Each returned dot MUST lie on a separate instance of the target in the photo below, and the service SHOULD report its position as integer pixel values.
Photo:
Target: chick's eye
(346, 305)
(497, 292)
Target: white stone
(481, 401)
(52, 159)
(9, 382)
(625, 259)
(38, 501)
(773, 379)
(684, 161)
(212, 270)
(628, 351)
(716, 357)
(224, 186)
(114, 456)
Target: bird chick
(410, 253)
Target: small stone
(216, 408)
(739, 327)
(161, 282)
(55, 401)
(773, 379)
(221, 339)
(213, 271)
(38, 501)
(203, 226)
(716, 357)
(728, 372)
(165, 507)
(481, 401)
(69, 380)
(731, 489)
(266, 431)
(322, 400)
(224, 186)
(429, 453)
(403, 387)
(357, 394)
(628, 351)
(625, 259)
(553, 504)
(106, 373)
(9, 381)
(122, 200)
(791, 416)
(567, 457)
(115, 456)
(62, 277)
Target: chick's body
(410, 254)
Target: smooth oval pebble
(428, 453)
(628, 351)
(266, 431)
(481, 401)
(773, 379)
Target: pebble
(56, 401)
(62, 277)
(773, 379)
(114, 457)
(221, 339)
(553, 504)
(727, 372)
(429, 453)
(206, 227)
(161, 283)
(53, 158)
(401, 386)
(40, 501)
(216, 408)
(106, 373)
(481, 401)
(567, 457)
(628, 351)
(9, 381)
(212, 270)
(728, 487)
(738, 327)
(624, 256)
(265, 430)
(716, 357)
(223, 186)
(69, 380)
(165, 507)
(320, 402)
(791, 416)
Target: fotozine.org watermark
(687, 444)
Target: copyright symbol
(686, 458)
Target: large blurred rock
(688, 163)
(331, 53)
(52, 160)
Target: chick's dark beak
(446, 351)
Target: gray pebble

------------------------

Transcribe exactly the line containing "Target: bird chick" and all remaining lines of the material, ending with the last one.

**Solution**
Target: bird chick
(410, 253)
Target: small stone
(216, 408)
(739, 327)
(161, 282)
(55, 401)
(773, 379)
(221, 339)
(213, 271)
(38, 501)
(203, 226)
(716, 357)
(728, 372)
(165, 507)
(481, 401)
(69, 380)
(731, 489)
(266, 431)
(322, 400)
(224, 186)
(429, 453)
(403, 387)
(357, 394)
(628, 351)
(625, 259)
(553, 504)
(106, 373)
(9, 381)
(122, 200)
(791, 416)
(567, 457)
(115, 456)
(62, 277)
Target: chick's body
(410, 254)
Target: smooth oval pebble
(428, 453)
(628, 351)
(266, 431)
(481, 401)
(773, 379)
Target: pebble
(56, 401)
(62, 277)
(773, 379)
(114, 457)
(221, 339)
(553, 504)
(727, 372)
(429, 453)
(206, 227)
(161, 283)
(53, 158)
(401, 386)
(40, 501)
(216, 408)
(106, 373)
(481, 401)
(567, 457)
(628, 351)
(9, 381)
(212, 270)
(728, 487)
(738, 327)
(624, 256)
(265, 430)
(716, 357)
(223, 186)
(69, 380)
(165, 507)
(320, 402)
(791, 416)
Target: fotozine.org watermark
(687, 444)
Target: copyright symbol
(686, 458)
Target: large blurred rock
(688, 163)
(331, 53)
(52, 160)
Target: chick's dark beak
(446, 351)
Target: gray pebble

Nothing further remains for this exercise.